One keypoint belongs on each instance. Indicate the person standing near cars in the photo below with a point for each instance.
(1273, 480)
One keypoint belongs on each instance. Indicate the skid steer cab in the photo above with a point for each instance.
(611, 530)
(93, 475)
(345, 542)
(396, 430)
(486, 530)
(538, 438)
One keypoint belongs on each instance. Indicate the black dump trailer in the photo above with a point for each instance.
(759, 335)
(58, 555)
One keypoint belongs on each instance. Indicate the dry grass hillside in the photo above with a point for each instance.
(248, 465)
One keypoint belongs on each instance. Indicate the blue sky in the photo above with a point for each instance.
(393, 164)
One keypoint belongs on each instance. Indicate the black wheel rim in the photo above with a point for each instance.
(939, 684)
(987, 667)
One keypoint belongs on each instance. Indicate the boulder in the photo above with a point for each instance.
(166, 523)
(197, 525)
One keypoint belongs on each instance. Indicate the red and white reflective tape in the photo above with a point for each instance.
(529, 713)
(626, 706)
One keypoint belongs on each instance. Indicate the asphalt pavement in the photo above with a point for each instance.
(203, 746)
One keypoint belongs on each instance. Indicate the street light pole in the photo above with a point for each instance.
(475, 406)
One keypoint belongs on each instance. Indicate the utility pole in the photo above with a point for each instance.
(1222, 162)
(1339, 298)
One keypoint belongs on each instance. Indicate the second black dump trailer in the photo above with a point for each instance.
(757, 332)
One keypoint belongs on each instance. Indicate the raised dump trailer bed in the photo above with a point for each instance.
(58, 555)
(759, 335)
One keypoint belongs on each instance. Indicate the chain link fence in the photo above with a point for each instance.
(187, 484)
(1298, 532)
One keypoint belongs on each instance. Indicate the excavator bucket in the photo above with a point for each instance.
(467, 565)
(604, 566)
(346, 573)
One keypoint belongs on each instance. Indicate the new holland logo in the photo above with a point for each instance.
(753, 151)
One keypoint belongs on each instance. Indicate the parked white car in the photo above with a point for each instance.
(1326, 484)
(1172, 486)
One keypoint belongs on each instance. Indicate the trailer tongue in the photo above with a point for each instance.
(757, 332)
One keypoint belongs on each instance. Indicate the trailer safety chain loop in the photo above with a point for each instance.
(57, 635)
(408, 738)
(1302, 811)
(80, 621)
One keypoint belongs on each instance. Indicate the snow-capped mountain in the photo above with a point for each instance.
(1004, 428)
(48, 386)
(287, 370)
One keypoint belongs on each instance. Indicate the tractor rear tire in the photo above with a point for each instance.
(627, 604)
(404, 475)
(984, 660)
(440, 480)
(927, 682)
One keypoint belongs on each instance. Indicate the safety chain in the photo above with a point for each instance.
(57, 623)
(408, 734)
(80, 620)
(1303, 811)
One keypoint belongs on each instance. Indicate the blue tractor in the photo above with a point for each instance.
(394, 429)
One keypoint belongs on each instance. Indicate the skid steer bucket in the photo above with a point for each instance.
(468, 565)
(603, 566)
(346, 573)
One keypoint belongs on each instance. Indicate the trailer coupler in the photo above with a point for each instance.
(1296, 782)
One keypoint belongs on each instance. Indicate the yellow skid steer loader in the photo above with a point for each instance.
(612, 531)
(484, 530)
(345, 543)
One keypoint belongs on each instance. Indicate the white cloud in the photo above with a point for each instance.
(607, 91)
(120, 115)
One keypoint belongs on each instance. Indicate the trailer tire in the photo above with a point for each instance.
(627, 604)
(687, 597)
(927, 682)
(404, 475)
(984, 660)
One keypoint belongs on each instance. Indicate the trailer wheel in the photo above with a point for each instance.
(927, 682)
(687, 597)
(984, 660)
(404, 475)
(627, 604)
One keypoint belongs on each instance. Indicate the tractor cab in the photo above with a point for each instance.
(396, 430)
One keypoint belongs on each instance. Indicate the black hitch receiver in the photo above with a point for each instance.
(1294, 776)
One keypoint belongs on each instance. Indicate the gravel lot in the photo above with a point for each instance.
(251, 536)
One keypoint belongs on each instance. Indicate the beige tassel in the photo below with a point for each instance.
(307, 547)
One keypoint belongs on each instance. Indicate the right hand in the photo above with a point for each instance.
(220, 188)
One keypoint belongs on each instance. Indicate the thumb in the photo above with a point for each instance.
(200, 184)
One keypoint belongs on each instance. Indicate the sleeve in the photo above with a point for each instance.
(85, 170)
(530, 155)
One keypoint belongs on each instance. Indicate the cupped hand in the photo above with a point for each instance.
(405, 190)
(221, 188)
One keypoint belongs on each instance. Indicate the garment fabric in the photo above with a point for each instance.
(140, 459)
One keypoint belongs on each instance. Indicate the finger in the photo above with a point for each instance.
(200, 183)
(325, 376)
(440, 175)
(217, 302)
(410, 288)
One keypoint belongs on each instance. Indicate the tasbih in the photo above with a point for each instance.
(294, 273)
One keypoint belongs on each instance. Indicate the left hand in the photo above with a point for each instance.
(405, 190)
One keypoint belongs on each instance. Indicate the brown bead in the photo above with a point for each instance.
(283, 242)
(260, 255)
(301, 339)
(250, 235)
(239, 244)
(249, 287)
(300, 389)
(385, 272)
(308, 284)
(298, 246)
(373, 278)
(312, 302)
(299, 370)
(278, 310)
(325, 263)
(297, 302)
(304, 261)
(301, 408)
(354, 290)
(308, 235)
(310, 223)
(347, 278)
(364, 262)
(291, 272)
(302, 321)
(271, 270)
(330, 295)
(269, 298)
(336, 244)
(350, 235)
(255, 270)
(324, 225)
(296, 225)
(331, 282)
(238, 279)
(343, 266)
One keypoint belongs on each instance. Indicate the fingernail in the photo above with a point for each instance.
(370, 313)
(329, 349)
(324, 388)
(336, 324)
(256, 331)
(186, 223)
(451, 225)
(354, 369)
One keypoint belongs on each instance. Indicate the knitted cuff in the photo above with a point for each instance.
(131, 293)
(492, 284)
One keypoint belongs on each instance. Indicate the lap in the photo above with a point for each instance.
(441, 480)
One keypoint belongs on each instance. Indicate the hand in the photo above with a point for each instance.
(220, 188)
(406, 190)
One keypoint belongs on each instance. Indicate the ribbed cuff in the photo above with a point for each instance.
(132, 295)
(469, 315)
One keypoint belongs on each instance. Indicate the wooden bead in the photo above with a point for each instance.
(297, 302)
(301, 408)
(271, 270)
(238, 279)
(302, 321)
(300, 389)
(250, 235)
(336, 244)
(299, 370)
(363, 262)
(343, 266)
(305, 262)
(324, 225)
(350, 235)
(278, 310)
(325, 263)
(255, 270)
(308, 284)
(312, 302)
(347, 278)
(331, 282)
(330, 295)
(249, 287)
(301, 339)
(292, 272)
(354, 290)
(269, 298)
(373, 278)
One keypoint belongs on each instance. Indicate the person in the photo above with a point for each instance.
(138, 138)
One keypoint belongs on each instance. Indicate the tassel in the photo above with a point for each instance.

● Work to do:
Lay out each line of the rows above as a Markdown table with the columns "No." and "Line". Skip blank lines and number the others in order.

● Response to the exercise:
| No. | Line |
|---|---|
| 1 | One keypoint belongs on each instance. Indicate the person standing near cars in the photo below with a point for each instance. |
| 2 | (1273, 480) |
| 3 | One keypoint belongs on each instance. Indicate the skid steer cab in the photo above with a point for each instance. |
| 4 | (611, 530) |
| 5 | (93, 475) |
| 6 | (345, 542) |
| 7 | (396, 430) |
| 8 | (486, 530) |
| 9 | (538, 438) |
| 10 | One keypoint belongs on each instance. Indicate the black dump trailer in the photo above with a point for each instance. |
| 11 | (759, 335) |
| 12 | (58, 555) |
| 13 | One keypoint belongs on each instance. Indicate the dry grass hillside in the photo above with a point for each instance. |
| 14 | (248, 465) |
| 15 | One keypoint belongs on each instance. Indicate the blue sky in the photo above with a point for each instance. |
| 16 | (393, 164) |
| 17 | One keypoint belongs on each instance. Indicate the black wheel rim in the photo above with a point for each instance. |
| 18 | (939, 684) |
| 19 | (987, 667) |
| 20 | One keypoint belongs on each instance. Indicate the boulder in the photo above with a point for each instance. |
| 21 | (166, 523) |
| 22 | (197, 525) |
| 23 | One keypoint belongs on each instance. Indicate the red and white reflective tape in the photo above with a point for each instance. |
| 24 | (529, 713) |
| 25 | (626, 706) |
| 26 | One keypoint belongs on each instance. Indicate the asphalt pavement in the photo above with a point for each instance. |
| 27 | (203, 746) |
| 28 | One keypoint belongs on each instance. Indicate the street light pole in the photo above with a point for each instance. |
| 29 | (475, 406) |
| 30 | One keypoint belongs on each instance. Indicate the utility pole in the photo above with a point for each instance. |
| 31 | (1222, 162) |
| 32 | (1339, 298) |
| 33 | One keypoint belongs on each instance. Indicate the second black dump trailer in the photo above with a point for each instance. |
| 34 | (757, 332) |
| 35 | One keypoint belongs on each instance. Indicate the raised dump trailer bed in the photo above with a point for each instance. |
| 36 | (58, 555) |
| 37 | (759, 335) |
| 38 | One keypoint belongs on each instance. Indicate the chain link fence in the photo above with a point for each instance. |
| 39 | (187, 484) |
| 40 | (1298, 532) |
| 41 | One keypoint belongs on each instance. Indicate the excavator bucket in the photo above with a point for each instance. |
| 42 | (467, 565) |
| 43 | (604, 566) |
| 44 | (346, 573) |
| 45 | One keypoint belongs on each instance. Indicate the new holland logo in the photo above with a point for each instance. |
| 46 | (753, 151) |
| 47 | One keypoint belongs on each instance. Indicate the parked white car in the photo above with a point for each instance. |
| 48 | (1326, 484) |
| 49 | (1172, 486) |
| 50 | One keypoint belongs on each instance. Indicate the trailer tongue in the photo above with a point for each instance. |
| 51 | (757, 332) |
| 52 | One keypoint belongs on each instance. Indicate the trailer safety chain loop in the photo above with a point for each instance. |
| 53 | (57, 635) |
| 54 | (408, 738) |
| 55 | (1302, 811) |
| 56 | (80, 621) |
| 57 | One keypoint belongs on each instance. Indicate the snow-capped mountain in the photo above with a point for each instance. |
| 58 | (1004, 428) |
| 59 | (48, 386) |
| 60 | (287, 370) |
| 61 | One keypoint belongs on each instance. Indicate the tractor rear tire in the photo above with a point for each instance. |
| 62 | (627, 604) |
| 63 | (404, 475) |
| 64 | (984, 660) |
| 65 | (440, 480) |
| 66 | (927, 682) |
| 67 | One keypoint belongs on each instance. Indicate the safety chain in the photo above with a point for each instance. |
| 68 | (57, 623) |
| 69 | (408, 734) |
| 70 | (80, 620) |
| 71 | (1303, 811) |
| 72 | One keypoint belongs on each instance. Indicate the blue tractor in the photo above with a point for each instance. |
| 73 | (394, 429) |
| 74 | One keypoint belongs on each instance. Indicate the skid steer bucket in the photo above with a point for each instance. |
| 75 | (468, 565) |
| 76 | (603, 566) |
| 77 | (346, 573) |
| 78 | One keypoint belongs on each instance. Indicate the trailer coupler in the photo above with a point for each instance. |
| 79 | (1296, 782) |
| 80 | One keypoint belongs on each instance. Indicate the yellow skid steer loader in the photo above with a point for each instance. |
| 81 | (612, 531) |
| 82 | (484, 530) |
| 83 | (345, 543) |
| 84 | One keypoint belongs on each instance. Indicate the white cloud in the photo above with a point for each instance. |
| 85 | (607, 91) |
| 86 | (120, 115) |
| 87 | One keypoint belongs on each instance. Indicate the trailer tire in the photo above with a point for each instance. |
| 88 | (627, 604) |
| 89 | (687, 597) |
| 90 | (927, 682) |
| 91 | (404, 475) |
| 92 | (984, 660) |
| 93 | One keypoint belongs on each instance. Indicate the trailer wheel in the photo above with a point for each instance. |
| 94 | (927, 682) |
| 95 | (687, 597) |
| 96 | (984, 660) |
| 97 | (404, 475) |
| 98 | (627, 604) |
| 99 | One keypoint belongs on each instance. Indicate the tractor cab in the photo above with a point for each instance. |
| 100 | (396, 430) |
| 101 | One keypoint belongs on each instance. Indicate the black hitch receiver in the photo above with a point for each instance. |
| 102 | (1294, 776) |
| 103 | One keypoint belongs on each instance. Indicate the gravel lot in the photo above with a point for each instance. |
| 104 | (251, 536) |
| 105 | One keypoint belongs on each instance. Indicate the beige tassel in the photo below with a point for each instance. |
| 106 | (307, 547) |
| 107 | One keypoint belongs on each instance. Indicate the right hand in the photo above with a point for each instance. |
| 108 | (220, 188) |
| 109 | One keypoint belongs on each instance. Indicate the thumb in the photo above with a point for each instance. |
| 110 | (200, 184) |
| 111 | One keypoint belongs on each instance. Indicate the sleeve in the photo above with a point for each instance. |
| 112 | (85, 170) |
| 113 | (530, 155) |
| 114 | One keypoint belongs on each instance. Indicate the cupped hand in the photo above with a point for each instance. |
| 115 | (405, 190) |
| 116 | (221, 188) |
| 117 | One keypoint belongs on each instance. Indicate the garment fabric in the photo above with a point for each instance. |
| 118 | (140, 459) |
| 119 | One keypoint belongs on each instance. Indicate the finger in the photo above with a point for each instance. |
| 120 | (200, 183) |
| 121 | (325, 376) |
| 122 | (440, 175) |
| 123 | (217, 302) |
| 124 | (410, 288) |
| 125 | One keypoint belongs on each instance. Indicate the tasbih in the photo above with a point for each instance. |
| 126 | (294, 273) |
| 127 | One keypoint belongs on each instance. Indicate the left hand in the photo above with a point for each instance. |
| 128 | (405, 190) |
| 129 | One keypoint belongs on each instance. Indicate the brown bead in the photo above with a point for each instance. |
| 130 | (283, 242) |
| 131 | (260, 255) |
| 132 | (301, 339) |
| 133 | (250, 235) |
| 134 | (239, 244) |
| 135 | (249, 287) |
| 136 | (300, 389) |
| 137 | (385, 272) |
| 138 | (308, 284) |
| 139 | (298, 246) |
| 140 | (373, 278) |
| 141 | (312, 302) |
| 142 | (299, 370) |
| 143 | (278, 310) |
| 144 | (325, 263) |
| 145 | (297, 302) |
| 146 | (304, 261) |
| 147 | (301, 408) |
| 148 | (354, 290) |
| 149 | (308, 235) |
| 150 | (310, 223) |
| 151 | (347, 278) |
| 152 | (364, 262) |
| 153 | (291, 272) |
| 154 | (302, 321) |
| 155 | (271, 270) |
| 156 | (330, 295) |
| 157 | (269, 298) |
| 158 | (336, 244) |
| 159 | (350, 235) |
| 160 | (255, 270) |
| 161 | (324, 225) |
| 162 | (296, 225) |
| 163 | (331, 282) |
| 164 | (238, 279) |
| 165 | (343, 266) |
| 166 | One keypoint belongs on each instance. Indicate the fingernail in the photo above with a point for each instance. |
| 167 | (370, 313) |
| 168 | (329, 349) |
| 169 | (324, 388) |
| 170 | (336, 324) |
| 171 | (256, 331) |
| 172 | (186, 223) |
| 173 | (451, 225) |
| 174 | (354, 369) |
| 175 | One keypoint belongs on each instance. Indicate the knitted cuff in the photo above with a point for each instance. |
| 176 | (131, 293) |
| 177 | (492, 284) |
| 178 | One keypoint belongs on each instance. Indicate the lap in the photo above with a point for each instance. |
| 179 | (441, 480) |
| 180 | One keypoint belongs on each instance. Indicate the hand in the photo above with a point for each instance. |
| 181 | (220, 188) |
| 182 | (406, 190) |
| 183 | One keypoint belongs on each instance. Indicate the ribbed cuff in the photo above with a point for each instance. |
| 184 | (132, 295) |
| 185 | (469, 315) |
| 186 | One keypoint belongs on each instance. Indicate the wooden bead in the photo above with a point for each instance. |
| 187 | (297, 302) |
| 188 | (301, 408) |
| 189 | (271, 270) |
| 190 | (238, 279) |
| 191 | (302, 321) |
| 192 | (300, 389) |
| 193 | (250, 235) |
| 194 | (336, 244) |
| 195 | (299, 370) |
| 196 | (363, 262) |
| 197 | (343, 266) |
| 198 | (305, 262) |
| 199 | (324, 225) |
| 200 | (350, 235) |
| 201 | (278, 310) |
| 202 | (325, 263) |
| 203 | (255, 270) |
| 204 | (308, 284) |
| 205 | (312, 302) |
| 206 | (347, 278) |
| 207 | (331, 282) |
| 208 | (330, 295) |
| 209 | (249, 287) |
| 210 | (301, 339) |
| 211 | (292, 272) |
| 212 | (354, 290) |
| 213 | (269, 298) |
| 214 | (373, 278) |
| 215 | One keypoint belongs on each instance. Indicate the person in the photo above with a point for each instance. |
| 216 | (138, 138) |
| 217 | One keypoint belongs on each instance. Indicate the tassel in the photo above with a point for each instance. |